▸ WHAT TO PRODUCE
Write the next few paragraphs of the blog post below about animals and teaching young children, picking up after its final sentence.

▸ PASSAGE GIVEN
────

Wednesday, June 13, 2012

A Teacher's Bestiary

It's no big secret that children love animals, animal butts, people butts, farts, rude sounds made with all sorts of body parts, monsters, deformities, skeletons, sex jokes, dirty words no adult has ever heard of, toilet jokes, mean old people getting jabbed with red-hot pokers in the ass, great white sharks in smack-downs with orcas, T-rexes rending gobs of gory flesh from carrion piles, and watching people of all ages fall down (as long as  they're not really hurt)—and it's also no secret that certain cultural scolds wish that all of the above were secret and expend considerable ugly and wasteful energy trying to make it so.

Well, it ain't gonna happen, baby.  If we had to pick one of the above to focus on, animals would win out, for a number of obvious reasons.  First, we are animals, African primates to be specific, as much as folks from Texas and Louisiana wish it wasn't so. The natural tendency to anthropomorphize and imagine—even if a child can't have a pet—conjures up friends from the wild world who live in the tree outside the window, swing down from telephone lines, or erupt from sewers, blowing manhole covers up like spinning coins from a giant's purse.  Mine was a T-Rex about 6 feet tall that I could sic on bullies, much to their confusion, hilarity, and occasional fear.  Sometimes when I'm stuck for a retort in an argument, I shout "Get him, T-Rex!

As a teacher of young children I've groped my way to an understanding over the years that animals and  their clawing, stalking, growling, anus-exposing, grotty, and slobbery behavior provides for kids a way to deal with all the lower-intestinal, cloacal, foaming and fuming rage of nature—right there, always present, always sensed and feared and respected.   Death is closer than your own breath.  Animals, stuffed cuties or realistic creepy crawlies from the hobby store, keep it all at bay.  Down below, in the Chthonic realm.  Keep the swirling, creative horror deeply buried and find intuitive ways of channeling it into the Kid's Korner.  Animals have that power.

────

▸ RECORD SET
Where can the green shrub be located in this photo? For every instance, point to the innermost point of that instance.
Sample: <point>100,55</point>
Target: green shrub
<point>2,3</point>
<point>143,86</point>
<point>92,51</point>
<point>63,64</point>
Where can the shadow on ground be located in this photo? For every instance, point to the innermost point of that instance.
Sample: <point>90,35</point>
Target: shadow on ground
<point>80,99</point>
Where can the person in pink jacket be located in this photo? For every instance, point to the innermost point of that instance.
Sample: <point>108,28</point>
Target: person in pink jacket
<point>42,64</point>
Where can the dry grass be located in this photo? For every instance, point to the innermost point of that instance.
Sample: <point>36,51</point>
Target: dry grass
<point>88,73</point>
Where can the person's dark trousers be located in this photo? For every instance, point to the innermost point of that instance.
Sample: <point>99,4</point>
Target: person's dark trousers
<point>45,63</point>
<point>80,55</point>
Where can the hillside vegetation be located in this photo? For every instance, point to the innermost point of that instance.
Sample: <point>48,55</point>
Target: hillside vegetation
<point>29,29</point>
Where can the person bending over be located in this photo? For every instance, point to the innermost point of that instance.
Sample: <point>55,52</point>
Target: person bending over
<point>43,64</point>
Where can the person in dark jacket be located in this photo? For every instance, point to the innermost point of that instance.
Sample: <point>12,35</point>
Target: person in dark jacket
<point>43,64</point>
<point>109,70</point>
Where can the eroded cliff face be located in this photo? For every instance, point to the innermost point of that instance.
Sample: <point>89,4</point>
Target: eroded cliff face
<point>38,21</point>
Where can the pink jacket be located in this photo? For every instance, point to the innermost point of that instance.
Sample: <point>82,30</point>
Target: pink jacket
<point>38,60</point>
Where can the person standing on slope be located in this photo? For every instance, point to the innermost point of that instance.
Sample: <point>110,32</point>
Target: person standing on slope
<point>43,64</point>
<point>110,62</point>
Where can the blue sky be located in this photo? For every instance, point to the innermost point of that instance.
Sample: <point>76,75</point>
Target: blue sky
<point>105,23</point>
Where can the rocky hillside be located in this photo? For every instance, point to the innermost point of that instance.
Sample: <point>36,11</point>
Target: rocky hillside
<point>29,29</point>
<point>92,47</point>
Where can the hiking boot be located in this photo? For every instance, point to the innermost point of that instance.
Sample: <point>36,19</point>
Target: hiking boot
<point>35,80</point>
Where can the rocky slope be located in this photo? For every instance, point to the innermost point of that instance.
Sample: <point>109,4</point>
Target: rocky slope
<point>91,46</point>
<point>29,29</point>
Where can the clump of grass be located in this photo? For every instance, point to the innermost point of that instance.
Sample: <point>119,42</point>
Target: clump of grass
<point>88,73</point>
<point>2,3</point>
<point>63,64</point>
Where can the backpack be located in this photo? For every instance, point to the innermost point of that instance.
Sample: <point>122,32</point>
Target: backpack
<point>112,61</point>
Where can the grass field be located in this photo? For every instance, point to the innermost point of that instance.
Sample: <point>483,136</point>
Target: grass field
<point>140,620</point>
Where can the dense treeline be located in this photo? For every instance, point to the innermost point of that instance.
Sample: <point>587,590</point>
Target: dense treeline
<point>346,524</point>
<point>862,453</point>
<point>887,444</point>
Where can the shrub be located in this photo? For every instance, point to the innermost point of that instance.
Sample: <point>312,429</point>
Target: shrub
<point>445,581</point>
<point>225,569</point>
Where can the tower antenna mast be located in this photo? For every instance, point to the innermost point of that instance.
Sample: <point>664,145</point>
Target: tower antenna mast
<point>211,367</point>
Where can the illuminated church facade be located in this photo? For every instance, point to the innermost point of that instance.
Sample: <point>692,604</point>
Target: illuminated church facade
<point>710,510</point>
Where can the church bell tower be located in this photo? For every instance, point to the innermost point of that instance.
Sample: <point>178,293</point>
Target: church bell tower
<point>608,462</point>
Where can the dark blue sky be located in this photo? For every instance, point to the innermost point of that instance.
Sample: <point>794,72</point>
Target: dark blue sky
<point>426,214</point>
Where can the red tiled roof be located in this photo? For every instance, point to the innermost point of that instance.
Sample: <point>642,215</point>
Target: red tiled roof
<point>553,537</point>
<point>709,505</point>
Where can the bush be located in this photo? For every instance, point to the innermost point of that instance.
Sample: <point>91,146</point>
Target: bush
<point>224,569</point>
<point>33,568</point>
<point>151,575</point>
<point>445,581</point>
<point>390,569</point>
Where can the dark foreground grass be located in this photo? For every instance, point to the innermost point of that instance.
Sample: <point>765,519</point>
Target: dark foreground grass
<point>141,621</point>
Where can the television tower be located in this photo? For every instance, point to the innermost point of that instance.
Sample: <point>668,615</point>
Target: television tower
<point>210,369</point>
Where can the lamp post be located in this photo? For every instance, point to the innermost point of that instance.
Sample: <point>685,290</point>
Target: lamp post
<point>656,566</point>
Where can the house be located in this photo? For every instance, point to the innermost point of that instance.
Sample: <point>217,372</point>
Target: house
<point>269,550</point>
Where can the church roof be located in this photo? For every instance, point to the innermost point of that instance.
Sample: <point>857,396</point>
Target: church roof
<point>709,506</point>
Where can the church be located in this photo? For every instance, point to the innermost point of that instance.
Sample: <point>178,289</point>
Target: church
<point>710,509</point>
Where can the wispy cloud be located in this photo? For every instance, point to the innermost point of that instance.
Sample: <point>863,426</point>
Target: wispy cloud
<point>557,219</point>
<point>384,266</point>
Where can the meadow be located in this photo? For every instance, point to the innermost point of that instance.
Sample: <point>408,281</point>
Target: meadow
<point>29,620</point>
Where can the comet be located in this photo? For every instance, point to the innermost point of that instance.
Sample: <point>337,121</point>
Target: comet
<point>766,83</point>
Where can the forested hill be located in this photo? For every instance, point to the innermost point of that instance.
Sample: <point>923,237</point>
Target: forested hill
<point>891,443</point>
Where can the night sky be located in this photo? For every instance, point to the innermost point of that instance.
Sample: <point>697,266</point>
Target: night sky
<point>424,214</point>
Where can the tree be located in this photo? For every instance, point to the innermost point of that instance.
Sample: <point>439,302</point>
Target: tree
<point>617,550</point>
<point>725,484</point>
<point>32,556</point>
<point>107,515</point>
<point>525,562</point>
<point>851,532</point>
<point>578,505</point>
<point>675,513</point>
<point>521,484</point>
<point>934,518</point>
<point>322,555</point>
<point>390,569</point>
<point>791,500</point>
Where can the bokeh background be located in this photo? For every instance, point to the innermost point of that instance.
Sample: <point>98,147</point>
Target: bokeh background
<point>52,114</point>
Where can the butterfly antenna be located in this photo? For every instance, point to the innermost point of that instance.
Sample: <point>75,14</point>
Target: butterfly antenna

────

▸ TASK ANSWER
Of course, for my own  reasons, my ever-present and entirely self-motivated reasons, I've developed an elaborate phantasmagoria of animal friends, their dramas and not always coherent narrative adventures.  It's retarded but it's mine.  Here goes.

First, I never go to any classroom --Kindergarten to hardened 12th graders on their way to college—without my shark.  My shark is a 25 foot Great White who lives in a specially constructed salt water pool in my backyard.  I always feed him walrus meat and Kindergarteners because they don't swim very fast.

 “Isn't that against the law?” someone always asks.

“Most certainly yes.”

Children aged 4 to 17 are always greeted by a grotesque version of the famous Jaws from 1975—the monster shark, maw agape, rising like a nuclear missile toward the helpless girl swimmer that I sketch on the white board.  I explain with calm, maniacal firmness that any misbehavior will result in the child's name being swallowed by the shark.  It goes into his body, it doesn't come out.  Further violations result in a bloody circle around the name, and so on.

“How do I get out?”

“You can't.  That was clearly explained.”   At all levels, K-12, varying degrees of ontological confusion emerge in the form of questions like “How can the shark be at home in his pool but also on the board?”

“The universe is full of mysteries.”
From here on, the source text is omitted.